[Objective]
Quote the whole listing exactly. Leave the pictures out of your copy.

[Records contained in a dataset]
----------------------------------------
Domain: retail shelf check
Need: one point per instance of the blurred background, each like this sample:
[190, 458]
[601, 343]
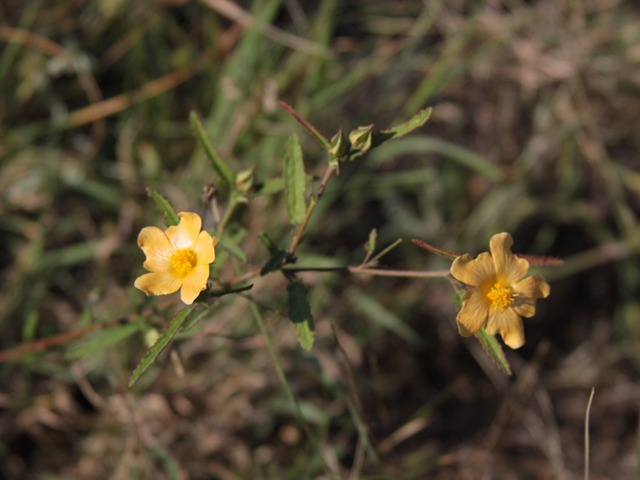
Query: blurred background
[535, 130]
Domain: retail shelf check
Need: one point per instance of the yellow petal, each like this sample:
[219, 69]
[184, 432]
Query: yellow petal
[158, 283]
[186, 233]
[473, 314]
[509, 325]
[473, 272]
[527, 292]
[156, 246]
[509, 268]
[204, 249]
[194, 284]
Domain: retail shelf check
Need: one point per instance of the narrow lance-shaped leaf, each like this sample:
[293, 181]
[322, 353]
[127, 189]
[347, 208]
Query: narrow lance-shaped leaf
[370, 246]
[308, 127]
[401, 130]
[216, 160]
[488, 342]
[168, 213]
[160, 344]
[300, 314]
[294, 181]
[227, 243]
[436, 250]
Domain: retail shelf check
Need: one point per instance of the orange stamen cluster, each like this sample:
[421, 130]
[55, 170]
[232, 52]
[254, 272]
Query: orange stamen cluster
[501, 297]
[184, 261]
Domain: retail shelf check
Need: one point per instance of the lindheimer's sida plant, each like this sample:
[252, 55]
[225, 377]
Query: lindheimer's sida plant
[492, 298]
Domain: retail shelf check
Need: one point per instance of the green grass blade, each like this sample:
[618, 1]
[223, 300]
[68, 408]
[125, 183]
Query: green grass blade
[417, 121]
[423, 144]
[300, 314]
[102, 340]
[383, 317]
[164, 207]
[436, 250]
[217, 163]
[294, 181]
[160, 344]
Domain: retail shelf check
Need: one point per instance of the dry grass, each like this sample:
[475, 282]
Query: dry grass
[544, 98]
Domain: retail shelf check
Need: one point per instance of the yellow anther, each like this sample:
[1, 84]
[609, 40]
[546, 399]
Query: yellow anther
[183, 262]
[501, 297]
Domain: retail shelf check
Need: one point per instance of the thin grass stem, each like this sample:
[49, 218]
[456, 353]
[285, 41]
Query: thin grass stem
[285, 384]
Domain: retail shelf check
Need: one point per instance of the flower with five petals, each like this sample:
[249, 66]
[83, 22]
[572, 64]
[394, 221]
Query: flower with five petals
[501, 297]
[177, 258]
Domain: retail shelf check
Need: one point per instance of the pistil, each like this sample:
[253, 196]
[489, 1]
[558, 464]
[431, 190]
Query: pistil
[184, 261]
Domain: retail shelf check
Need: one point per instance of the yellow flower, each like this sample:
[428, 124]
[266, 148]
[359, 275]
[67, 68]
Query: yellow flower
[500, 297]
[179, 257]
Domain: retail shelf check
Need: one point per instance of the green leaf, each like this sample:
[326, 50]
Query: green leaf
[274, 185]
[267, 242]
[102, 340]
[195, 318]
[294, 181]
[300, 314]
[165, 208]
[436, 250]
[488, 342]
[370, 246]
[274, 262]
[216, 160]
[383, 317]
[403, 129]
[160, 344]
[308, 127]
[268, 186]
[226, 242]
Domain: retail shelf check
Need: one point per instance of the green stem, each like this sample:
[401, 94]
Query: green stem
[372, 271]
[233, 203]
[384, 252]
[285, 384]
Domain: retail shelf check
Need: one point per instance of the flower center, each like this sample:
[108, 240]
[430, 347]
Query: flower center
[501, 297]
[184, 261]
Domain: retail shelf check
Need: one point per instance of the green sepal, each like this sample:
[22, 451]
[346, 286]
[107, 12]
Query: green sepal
----------------------------------------
[Written response]
Domain: retail shelf check
Need: one point per instance of the blurred background, each like this sample:
[190, 458]
[601, 343]
Query: blurred background
[535, 130]
Domain: retail shelf check
Need: one point per instance of the yellow petal, each like this sample:
[219, 69]
[184, 432]
Query: yellow petal
[158, 283]
[186, 233]
[473, 314]
[509, 325]
[473, 272]
[527, 292]
[156, 246]
[509, 268]
[204, 249]
[194, 284]
Domain: retail shelf check
Need: one point per instance of the narrow lance-shaped leaf, each like this sample:
[293, 181]
[322, 353]
[127, 189]
[347, 208]
Query: narrow lance-shaped leaf
[370, 246]
[308, 127]
[401, 130]
[216, 160]
[488, 342]
[168, 213]
[160, 344]
[300, 314]
[294, 181]
[227, 243]
[436, 250]
Domain: retail shelf check
Need: one point per instance of the orange stamen cluster, each like this sample:
[421, 130]
[55, 170]
[232, 52]
[254, 272]
Query: orange stamen cluster
[501, 297]
[184, 261]
Domain: retail shelf check
Need: one point per instance of the lindheimer's sida plant, each like this sample:
[252, 55]
[225, 377]
Query: lindheimer's sida plant
[492, 298]
Domain: retail shelf check
Need: one point per instance of the green grass blade, each like this sample:
[618, 1]
[223, 300]
[68, 408]
[125, 183]
Query: green grass blade
[417, 121]
[423, 144]
[300, 314]
[102, 340]
[383, 317]
[164, 207]
[436, 250]
[217, 163]
[294, 181]
[160, 344]
Domain: retail shelf check
Need: one point per instance of the dry grass, each like this sample:
[475, 282]
Query: dry grass
[544, 98]
Domain: retail shelf check
Need: one point per instance of the yellow anther, each like this sample:
[1, 84]
[609, 40]
[546, 399]
Query: yellow anther
[183, 262]
[501, 297]
Domain: retail shelf check
Need: one point per instance of the thin grass stem, each like this sample:
[49, 218]
[456, 353]
[285, 41]
Query: thin grass stem
[285, 384]
Domain: retail shelf check
Need: one point per instance of the flower with five petals, each like this sample:
[249, 66]
[83, 22]
[572, 64]
[394, 221]
Query: flower with five petals
[501, 297]
[177, 258]
Domain: retail shelf check
Need: one point per instance of the pistil, each like this sample:
[253, 196]
[489, 1]
[558, 464]
[431, 190]
Query: pistil
[184, 261]
Domain: retail shelf check
Need: one point per instance of the yellow flower, each like this sample:
[428, 124]
[266, 148]
[359, 275]
[67, 68]
Query: yellow flower
[500, 297]
[179, 257]
Domain: retail shelf check
Need: one point per instance of the green leaf, each like this sample:
[326, 50]
Query: green leaf
[274, 185]
[267, 242]
[102, 340]
[195, 318]
[294, 181]
[300, 314]
[165, 208]
[436, 250]
[488, 342]
[370, 246]
[274, 262]
[216, 160]
[383, 317]
[403, 129]
[160, 344]
[308, 127]
[268, 186]
[226, 242]
Domain: retail shelf check
Need: one point per instance of the green stem, each like this sample:
[401, 94]
Query: green stem
[372, 271]
[233, 203]
[384, 252]
[285, 384]
Domain: retail shelf check
Need: one point per instance of the flower center, each like this sample:
[108, 240]
[430, 347]
Query: flower center
[501, 297]
[184, 261]
Domain: retail shelf check
Need: one point per instance of the green sepal, each like this sample:
[22, 451]
[346, 286]
[107, 12]
Query: green sepal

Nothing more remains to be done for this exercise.